---------- RECORDS SHOWN ----------
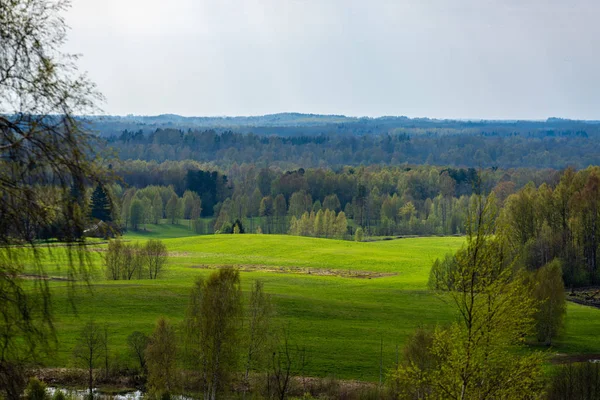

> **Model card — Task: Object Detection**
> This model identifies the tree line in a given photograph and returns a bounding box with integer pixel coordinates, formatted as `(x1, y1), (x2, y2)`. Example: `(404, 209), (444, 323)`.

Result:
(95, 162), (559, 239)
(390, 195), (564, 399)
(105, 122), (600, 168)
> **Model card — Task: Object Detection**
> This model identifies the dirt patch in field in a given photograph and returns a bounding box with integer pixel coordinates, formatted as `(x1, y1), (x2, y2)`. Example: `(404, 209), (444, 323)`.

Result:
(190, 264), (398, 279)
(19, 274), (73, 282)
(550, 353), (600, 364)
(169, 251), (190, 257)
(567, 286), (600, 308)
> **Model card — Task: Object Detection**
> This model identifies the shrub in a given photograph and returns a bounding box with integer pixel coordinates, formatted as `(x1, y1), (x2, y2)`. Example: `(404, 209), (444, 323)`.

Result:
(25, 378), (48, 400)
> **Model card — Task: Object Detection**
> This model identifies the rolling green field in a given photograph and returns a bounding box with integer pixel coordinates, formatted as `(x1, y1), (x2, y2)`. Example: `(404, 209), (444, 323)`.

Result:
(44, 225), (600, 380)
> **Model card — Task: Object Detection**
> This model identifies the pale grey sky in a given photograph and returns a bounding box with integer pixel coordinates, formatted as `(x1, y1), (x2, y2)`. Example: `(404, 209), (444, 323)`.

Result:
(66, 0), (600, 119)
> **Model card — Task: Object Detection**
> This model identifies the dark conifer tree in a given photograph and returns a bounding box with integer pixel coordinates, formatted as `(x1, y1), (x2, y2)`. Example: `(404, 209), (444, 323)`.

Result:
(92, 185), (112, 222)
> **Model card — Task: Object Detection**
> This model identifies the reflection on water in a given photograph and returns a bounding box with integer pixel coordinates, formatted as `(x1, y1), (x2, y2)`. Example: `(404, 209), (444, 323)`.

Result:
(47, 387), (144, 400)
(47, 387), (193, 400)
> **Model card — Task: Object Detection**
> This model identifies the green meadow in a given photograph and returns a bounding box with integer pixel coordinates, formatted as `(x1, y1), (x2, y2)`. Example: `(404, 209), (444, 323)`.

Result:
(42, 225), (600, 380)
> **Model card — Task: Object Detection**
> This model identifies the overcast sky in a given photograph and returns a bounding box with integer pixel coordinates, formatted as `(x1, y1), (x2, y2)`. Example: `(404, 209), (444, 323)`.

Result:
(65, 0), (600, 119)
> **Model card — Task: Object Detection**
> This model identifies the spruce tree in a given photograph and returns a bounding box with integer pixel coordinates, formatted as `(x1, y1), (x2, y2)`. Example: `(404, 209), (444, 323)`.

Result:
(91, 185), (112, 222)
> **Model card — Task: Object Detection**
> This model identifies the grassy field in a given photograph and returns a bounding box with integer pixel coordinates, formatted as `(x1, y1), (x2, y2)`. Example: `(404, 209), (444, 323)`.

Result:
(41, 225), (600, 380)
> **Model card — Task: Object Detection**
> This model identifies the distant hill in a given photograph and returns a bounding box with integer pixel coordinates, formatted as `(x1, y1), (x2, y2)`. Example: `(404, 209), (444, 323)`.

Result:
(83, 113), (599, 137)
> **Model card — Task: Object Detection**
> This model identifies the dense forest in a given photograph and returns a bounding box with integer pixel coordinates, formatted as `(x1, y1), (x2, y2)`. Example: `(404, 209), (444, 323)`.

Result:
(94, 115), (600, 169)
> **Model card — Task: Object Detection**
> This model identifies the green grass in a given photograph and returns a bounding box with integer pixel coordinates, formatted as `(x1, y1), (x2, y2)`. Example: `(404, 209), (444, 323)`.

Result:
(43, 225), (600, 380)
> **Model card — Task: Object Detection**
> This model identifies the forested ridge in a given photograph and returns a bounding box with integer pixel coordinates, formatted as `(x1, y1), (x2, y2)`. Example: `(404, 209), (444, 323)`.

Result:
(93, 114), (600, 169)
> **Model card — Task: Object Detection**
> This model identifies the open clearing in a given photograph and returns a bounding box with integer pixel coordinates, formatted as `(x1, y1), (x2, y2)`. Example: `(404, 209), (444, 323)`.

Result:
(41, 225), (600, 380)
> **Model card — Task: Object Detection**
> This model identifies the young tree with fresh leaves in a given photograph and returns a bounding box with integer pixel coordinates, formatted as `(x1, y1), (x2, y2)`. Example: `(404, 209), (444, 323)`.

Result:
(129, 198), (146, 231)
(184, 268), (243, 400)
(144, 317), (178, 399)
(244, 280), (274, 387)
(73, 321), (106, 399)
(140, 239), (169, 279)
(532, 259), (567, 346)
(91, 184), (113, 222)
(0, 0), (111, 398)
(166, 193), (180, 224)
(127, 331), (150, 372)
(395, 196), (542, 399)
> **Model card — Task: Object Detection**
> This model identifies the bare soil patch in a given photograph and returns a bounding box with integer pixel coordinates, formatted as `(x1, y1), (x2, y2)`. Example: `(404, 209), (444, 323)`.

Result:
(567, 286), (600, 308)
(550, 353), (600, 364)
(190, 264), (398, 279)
----------
---------- RECORDS SHOWN ----------
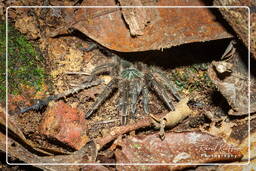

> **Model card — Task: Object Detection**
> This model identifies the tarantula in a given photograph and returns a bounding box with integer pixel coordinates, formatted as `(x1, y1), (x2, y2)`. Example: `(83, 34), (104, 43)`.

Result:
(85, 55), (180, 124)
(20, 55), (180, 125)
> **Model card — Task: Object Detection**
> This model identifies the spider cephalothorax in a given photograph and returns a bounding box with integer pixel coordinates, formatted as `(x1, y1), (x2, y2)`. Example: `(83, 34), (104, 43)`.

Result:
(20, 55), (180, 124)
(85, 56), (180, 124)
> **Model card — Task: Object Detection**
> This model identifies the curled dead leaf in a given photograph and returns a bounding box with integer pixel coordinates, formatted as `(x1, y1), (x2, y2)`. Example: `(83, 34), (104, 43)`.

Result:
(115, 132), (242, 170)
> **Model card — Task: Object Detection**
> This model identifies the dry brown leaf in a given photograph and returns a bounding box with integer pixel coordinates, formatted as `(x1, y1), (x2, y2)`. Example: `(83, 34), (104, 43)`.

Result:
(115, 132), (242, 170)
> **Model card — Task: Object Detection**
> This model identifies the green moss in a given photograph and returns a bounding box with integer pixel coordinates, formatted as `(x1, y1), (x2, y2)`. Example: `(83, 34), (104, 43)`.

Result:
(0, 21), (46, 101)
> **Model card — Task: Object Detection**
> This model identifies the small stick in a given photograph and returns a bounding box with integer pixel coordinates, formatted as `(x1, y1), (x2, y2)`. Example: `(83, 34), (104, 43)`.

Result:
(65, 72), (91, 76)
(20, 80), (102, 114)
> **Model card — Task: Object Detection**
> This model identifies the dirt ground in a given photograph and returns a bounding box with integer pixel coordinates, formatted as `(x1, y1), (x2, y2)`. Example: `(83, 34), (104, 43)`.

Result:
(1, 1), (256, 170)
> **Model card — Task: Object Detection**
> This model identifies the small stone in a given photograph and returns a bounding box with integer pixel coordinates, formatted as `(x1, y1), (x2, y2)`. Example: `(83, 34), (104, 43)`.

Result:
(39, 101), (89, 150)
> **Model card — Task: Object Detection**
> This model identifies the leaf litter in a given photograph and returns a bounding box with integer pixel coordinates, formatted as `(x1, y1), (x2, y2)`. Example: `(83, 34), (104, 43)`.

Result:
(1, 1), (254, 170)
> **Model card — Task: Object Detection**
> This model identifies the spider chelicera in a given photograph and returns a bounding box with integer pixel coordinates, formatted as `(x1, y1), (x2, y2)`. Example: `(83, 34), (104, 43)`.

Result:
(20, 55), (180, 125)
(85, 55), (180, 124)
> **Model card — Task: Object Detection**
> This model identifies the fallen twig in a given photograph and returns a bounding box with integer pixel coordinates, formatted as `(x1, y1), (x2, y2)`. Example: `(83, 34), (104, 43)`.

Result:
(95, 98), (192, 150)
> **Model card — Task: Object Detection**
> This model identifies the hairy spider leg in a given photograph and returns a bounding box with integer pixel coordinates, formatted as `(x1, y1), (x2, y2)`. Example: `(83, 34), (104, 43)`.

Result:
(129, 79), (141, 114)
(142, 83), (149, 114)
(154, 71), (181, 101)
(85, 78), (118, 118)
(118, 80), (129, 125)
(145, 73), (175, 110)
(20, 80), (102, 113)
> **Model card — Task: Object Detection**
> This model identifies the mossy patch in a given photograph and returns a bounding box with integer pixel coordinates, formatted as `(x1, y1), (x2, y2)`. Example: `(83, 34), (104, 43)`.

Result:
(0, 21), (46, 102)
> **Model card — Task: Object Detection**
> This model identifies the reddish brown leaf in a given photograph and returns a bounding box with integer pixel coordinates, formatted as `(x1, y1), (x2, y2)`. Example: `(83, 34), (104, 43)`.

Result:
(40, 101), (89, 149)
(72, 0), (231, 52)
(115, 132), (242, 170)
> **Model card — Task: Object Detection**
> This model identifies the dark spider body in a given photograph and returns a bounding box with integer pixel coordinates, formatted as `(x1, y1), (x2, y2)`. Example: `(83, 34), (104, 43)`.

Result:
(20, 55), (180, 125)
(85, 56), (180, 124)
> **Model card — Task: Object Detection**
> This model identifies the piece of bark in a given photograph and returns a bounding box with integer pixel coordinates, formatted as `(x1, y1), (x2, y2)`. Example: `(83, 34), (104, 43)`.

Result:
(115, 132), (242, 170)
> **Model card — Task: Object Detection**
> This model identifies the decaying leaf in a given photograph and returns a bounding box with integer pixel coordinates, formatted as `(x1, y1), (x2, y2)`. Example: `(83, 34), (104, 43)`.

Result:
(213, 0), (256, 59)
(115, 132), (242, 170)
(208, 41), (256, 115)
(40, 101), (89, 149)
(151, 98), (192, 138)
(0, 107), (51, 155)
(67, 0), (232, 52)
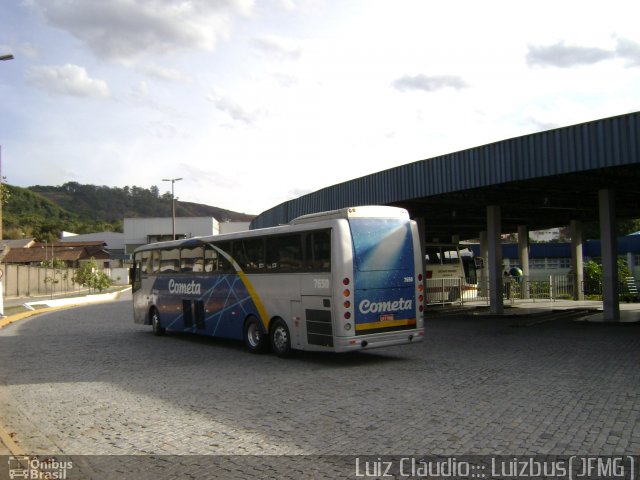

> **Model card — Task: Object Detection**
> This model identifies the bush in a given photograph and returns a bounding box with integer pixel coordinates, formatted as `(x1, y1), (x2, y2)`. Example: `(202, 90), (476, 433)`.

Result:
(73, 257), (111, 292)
----------
_WHAT YOU NEED TO DO_
Return each line in the entries above that contains the word "leaf".

_COMPLETE RESPONSE_
> This model identifies the curled dead leaf in a given photograph and returns a bounding box with integer pixel coordinates, formatted as `(x1, y1), (x2, y2)`. Example: `(83, 34), (104, 43)`.
> This model identifies the dry brown leaf in a given photograph and returns a bounding box with integer pixel coordinates, formatted as `(x1, y1), (x2, y2)`. Example: `(83, 34), (104, 43)`.
> This model identifies the leaf litter in a given photograph and returns a bounding box with integer pixel coordinates, formatted as `(x1, y1), (x2, y2)`. Example: `(83, 34), (104, 43)`.
> This model identifies the reddish brown leaf in a given photograph and returns a bounding box with integer pixel coordinates, formatted as `(x1, y1), (x2, y2)`. Example: `(83, 34), (104, 43)`.
> This model identifies the decaying leaf in a given photograph and returns a bounding box with integer pixel coordinates, formatted as `(x1, y1), (x2, y2)`. Example: `(83, 34), (104, 43)`.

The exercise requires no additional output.